Short task a
Decide whether each statement below agrees with the passage that follows on the early ministry in Judea and Jerusalem. For each, answer yes or no and quote the exact words of the passage that decide it. (i) Jesus heals the impotent man at the pool of Bethesda when He goes up to Jerusalem for a feast the second time. (ii) Many of the Pharisees received baptism at the hands of His disciples. (iii) After giving up His baptismal work, He retires into Samaria.

Selected passage

····················

Whatever hostility had manifested itself at this His first public appearing in Jerusalem, still there was hope that it might be removed by greater knowledge of His character and work. The Lord, therefore, still remaining in the province of Judea, and thus directly under the eyes of the priests, begins the work of baptizing. Many gather around Him, and receive baptism at the hands of His disciples. But it does not appear that any of the Pharisees, or of the higher and more influential classes, were among them, and still less any of the rulers. After a summer thus spent, His enemies endeavoring to sow dissensions between His disciples and those of John, He gives up His baptismal work, and retires into Galilee. Near a year had now passed since He had been pointed out as the Messiah to the nation, and yet very few had received Him as such, and all who bore rule, or certainly most of them, manifested an increasing hostility. He found no general, much less a national reception.

After a few weeks spent in Galilee, Jesus goes up the second time to Jerusalem to a feast, and heals the impotent man at the pool of Bethesda, (John v.) The charge is at once made against Him that He had broken the Sabbath by this work of healing, and His defence, based upon His Divine Sonship, so offended the ruling party that His life was in danger. This open manifestation of hostility marks the first great turning-point in the Lord's ministry. It was now apparent that the rulers at Jerusalem would neither listen to His words, nor be convinced by His works. So far from recognizing in Him the Messiah, His acts were violations of the law, and His defence blasphemy. Henceforth they stood to Him in an attitude of avowed hostility, and waited only for a sufficient pretext to arrest Him and put Him to death. How far in this they represented the sentiment of the people at large, it is impossible for us to say, but it appears from the subsequent history, that although many came to Christ's baptism, yet that He had not at any time a large body of adherents in Judea. So far as appears, the people acquiesced in the decision of their rulers.

····················

Short task b
Update the rows from their start through the line with "xmin=0 ymin=36 xmax=450 ymax=299" by replacing "VisualLocator" with "RegionFinder" and changing nothing else. Give only those lines, and leave the pictures out.

····················

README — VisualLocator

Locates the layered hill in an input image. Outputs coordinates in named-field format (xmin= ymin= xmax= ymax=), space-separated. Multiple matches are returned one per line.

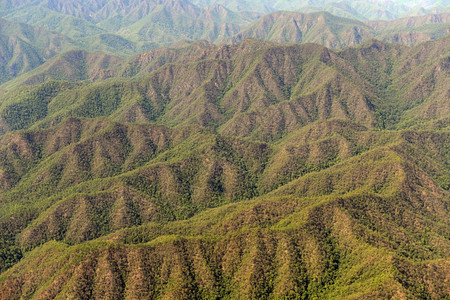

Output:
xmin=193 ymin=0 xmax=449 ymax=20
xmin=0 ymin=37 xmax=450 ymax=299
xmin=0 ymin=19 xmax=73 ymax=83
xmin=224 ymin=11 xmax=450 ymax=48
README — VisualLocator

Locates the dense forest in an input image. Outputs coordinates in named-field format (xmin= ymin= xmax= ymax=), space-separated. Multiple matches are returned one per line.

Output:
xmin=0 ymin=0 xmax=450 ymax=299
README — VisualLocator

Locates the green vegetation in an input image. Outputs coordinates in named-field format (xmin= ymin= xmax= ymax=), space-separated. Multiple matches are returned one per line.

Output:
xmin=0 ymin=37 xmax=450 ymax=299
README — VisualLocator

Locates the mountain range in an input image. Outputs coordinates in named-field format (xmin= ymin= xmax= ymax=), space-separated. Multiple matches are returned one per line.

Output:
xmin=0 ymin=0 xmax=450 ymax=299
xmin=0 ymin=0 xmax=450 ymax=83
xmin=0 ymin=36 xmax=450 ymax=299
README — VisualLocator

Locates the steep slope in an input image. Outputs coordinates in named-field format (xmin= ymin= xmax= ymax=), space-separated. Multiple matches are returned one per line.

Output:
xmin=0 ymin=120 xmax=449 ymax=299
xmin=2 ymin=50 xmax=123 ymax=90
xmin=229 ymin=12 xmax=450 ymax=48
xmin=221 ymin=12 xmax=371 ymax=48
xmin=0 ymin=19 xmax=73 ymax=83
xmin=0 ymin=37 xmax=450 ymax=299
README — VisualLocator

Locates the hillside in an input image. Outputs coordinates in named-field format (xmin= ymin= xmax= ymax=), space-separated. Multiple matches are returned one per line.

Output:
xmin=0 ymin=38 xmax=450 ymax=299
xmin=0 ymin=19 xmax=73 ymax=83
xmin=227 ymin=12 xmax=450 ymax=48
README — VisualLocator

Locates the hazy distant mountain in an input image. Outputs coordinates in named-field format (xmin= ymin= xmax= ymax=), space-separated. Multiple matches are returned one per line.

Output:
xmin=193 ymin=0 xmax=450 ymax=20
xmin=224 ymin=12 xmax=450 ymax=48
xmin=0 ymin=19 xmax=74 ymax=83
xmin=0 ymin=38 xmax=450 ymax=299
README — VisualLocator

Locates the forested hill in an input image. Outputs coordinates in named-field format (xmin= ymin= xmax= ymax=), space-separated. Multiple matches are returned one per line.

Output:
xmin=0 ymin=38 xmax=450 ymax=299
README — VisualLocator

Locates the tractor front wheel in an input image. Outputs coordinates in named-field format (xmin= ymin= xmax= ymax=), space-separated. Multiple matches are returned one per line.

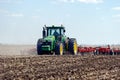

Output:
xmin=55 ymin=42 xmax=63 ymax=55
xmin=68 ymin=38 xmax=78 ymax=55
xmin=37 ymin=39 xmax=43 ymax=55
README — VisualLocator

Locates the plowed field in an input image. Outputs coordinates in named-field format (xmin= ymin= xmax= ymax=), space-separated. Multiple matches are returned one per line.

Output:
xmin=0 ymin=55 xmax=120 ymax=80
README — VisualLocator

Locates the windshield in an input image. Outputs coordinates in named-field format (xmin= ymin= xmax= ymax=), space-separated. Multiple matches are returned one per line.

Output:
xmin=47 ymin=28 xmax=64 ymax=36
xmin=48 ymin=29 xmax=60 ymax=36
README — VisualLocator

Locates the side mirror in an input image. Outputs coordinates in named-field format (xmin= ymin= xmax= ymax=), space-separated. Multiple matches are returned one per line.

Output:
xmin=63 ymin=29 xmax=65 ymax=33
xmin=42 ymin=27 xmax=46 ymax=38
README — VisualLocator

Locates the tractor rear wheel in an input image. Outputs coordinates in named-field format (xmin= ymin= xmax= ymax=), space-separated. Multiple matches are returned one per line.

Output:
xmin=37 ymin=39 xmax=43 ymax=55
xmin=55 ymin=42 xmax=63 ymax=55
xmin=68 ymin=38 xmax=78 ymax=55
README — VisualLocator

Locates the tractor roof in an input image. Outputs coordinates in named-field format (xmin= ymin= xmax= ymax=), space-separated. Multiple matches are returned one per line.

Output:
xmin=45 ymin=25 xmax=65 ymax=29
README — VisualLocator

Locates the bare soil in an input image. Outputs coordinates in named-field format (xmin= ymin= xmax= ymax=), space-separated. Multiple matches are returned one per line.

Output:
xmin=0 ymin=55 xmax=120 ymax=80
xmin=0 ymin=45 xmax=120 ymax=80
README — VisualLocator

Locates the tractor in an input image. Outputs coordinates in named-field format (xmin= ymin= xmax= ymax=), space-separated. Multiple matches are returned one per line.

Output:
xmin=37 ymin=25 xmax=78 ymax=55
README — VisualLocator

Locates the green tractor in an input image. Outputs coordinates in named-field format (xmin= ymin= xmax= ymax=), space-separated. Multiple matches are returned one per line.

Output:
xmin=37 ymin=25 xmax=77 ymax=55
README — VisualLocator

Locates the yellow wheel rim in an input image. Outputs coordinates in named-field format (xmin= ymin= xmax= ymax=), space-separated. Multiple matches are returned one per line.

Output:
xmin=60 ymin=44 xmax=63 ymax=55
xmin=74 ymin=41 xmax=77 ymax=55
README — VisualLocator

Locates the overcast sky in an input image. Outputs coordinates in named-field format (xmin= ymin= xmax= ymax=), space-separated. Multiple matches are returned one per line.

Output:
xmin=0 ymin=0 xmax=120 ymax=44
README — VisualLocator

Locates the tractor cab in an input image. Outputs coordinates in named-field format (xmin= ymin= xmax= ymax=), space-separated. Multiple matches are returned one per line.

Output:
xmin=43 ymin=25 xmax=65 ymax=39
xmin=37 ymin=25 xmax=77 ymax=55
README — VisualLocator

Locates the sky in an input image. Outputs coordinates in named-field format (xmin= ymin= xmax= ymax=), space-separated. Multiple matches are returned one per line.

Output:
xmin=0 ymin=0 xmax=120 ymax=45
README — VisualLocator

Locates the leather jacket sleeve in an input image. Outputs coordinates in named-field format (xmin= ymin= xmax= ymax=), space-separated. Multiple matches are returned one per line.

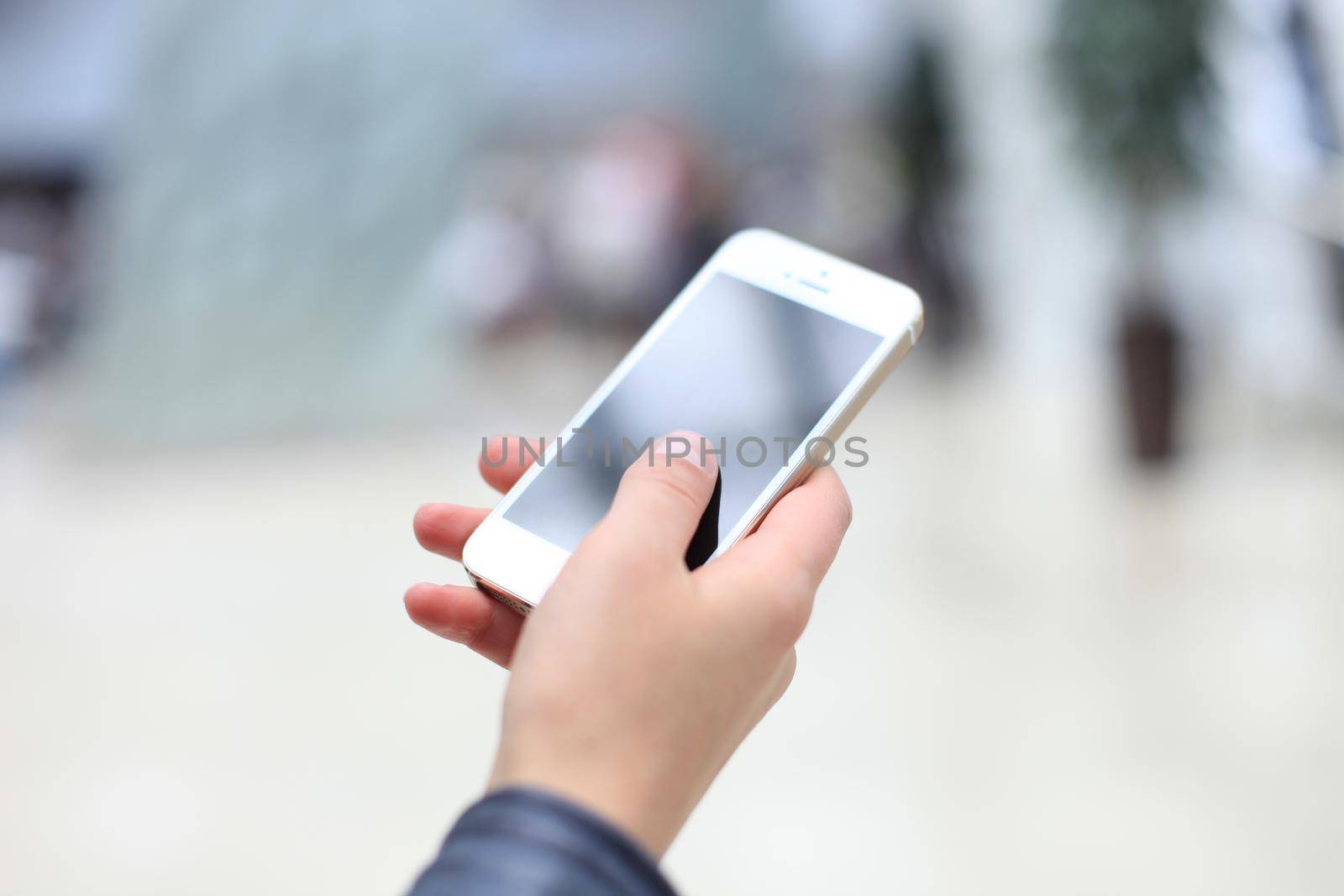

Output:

····················

Output a
(i) Yes: "Jesus goes up the second time to Jerusalem to a feast, and heals the impotent man at the pool of Bethesda"
(ii) No: "But it does not appear that any of the Pharisees, or of the higher and more influential classes, were among them"
(iii) No: "He gives up His baptismal work, and retires into Galilee"

Output b
README — RegionFinder

Locates the layered hill in an input image. Outputs coordinates in named-field format (xmin= ymin= xmax= ymax=), space-separated. Multiple matches are returned one per line.


Output:
xmin=193 ymin=0 xmax=449 ymax=20
xmin=0 ymin=37 xmax=450 ymax=299
xmin=0 ymin=19 xmax=73 ymax=83
xmin=224 ymin=11 xmax=450 ymax=48
README — RegionFinder

Locates the dense forest in an input image. Outputs coordinates in named-field format (xmin= ymin= xmax= ymax=), space-separated. Multiple matches are returned one per line.

Output:
xmin=0 ymin=0 xmax=450 ymax=299
README — RegionFinder

Locates the green vegetation in an input image. Outputs coordinates in named-field format (xmin= ymin= xmax= ymax=), space-separated. Multiple matches are returned one per line.

Output:
xmin=0 ymin=37 xmax=450 ymax=299
README — RegionFinder

Locates the mountain range in an input image. Outputs coordinates in named-field format (xmin= ymin= xmax= ymax=), space-separated. Multiple matches are returned one per line.

Output:
xmin=0 ymin=0 xmax=450 ymax=299
xmin=0 ymin=0 xmax=450 ymax=83
xmin=0 ymin=36 xmax=450 ymax=299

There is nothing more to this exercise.